Image-backed grounding data
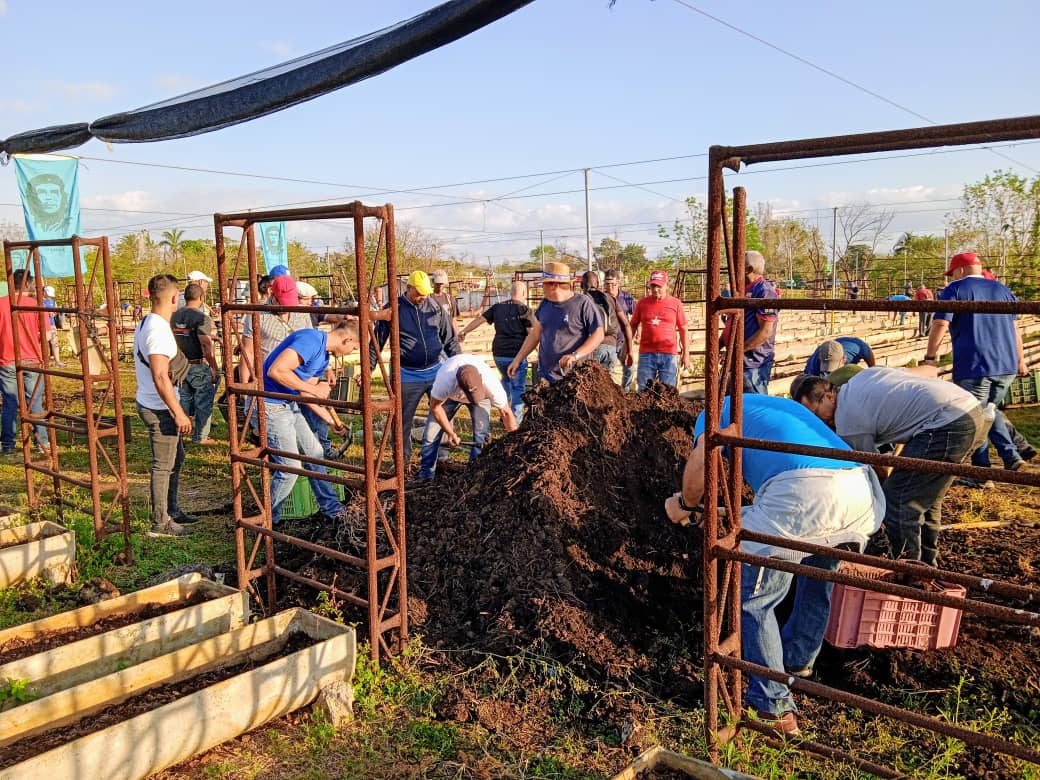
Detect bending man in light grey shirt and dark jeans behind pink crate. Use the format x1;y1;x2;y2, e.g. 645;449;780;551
790;366;989;566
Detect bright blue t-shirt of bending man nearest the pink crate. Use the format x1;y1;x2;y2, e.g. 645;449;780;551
694;393;859;493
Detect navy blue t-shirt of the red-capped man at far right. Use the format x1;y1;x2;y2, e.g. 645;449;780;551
935;277;1018;382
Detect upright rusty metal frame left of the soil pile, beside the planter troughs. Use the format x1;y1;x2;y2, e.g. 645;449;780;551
213;202;408;660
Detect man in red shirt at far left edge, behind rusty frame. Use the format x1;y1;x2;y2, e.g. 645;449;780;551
0;268;50;457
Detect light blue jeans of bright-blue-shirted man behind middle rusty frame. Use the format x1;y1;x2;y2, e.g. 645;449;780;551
264;400;343;523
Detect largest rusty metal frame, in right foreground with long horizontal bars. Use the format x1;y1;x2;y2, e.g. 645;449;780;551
703;116;1040;777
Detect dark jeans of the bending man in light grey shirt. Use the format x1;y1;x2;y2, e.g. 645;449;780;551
883;410;985;566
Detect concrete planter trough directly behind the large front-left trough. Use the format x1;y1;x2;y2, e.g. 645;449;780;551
0;574;250;697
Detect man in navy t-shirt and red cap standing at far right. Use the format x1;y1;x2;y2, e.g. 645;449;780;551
922;252;1029;476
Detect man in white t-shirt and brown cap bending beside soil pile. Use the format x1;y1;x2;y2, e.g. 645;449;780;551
409;355;517;480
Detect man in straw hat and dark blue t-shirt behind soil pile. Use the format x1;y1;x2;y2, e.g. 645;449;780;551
505;262;603;383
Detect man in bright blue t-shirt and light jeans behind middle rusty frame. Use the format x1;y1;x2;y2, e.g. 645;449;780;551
263;321;359;523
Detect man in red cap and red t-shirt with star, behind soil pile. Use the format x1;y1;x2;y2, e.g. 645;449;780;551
631;270;690;390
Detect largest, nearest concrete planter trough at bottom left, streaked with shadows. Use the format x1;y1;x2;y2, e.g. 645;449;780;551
0;609;357;780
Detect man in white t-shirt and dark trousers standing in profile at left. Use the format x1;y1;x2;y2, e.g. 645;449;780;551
133;274;196;537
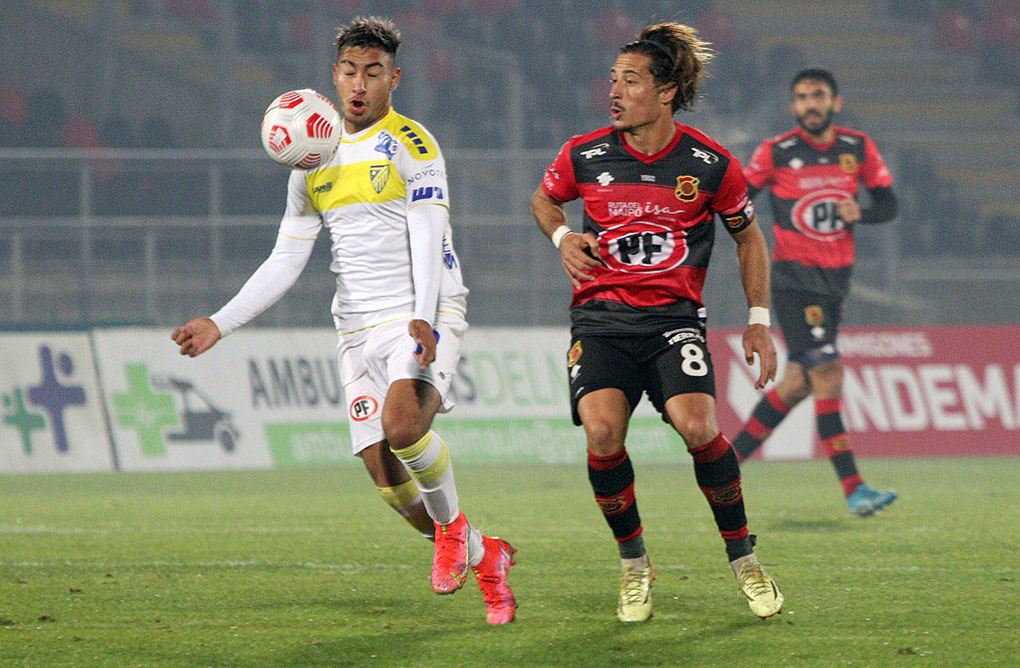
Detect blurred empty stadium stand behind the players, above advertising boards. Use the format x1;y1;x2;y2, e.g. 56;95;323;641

# To do:
Begin at the line with "Detect largest, nearest" and end at the last line of the data above. Reproduce those lines exactly, but not the pictures.

# Written solution:
Detect largest, nearest concrete planter trough at bottom left, streaked with shadows. Use the format x1;y1;x2;y2, e.g. 645;449;780;551
0;609;357;780
Detect man in white t-shirt and dark trousers standing in profile at left. Use the format x1;y1;x2;y2, e.g. 645;449;780;551
133;274;196;537
Detect blurred empty stadium stand behind the players, above advertising boards. Use the format x1;y1;x2;y2, e.g. 56;95;323;641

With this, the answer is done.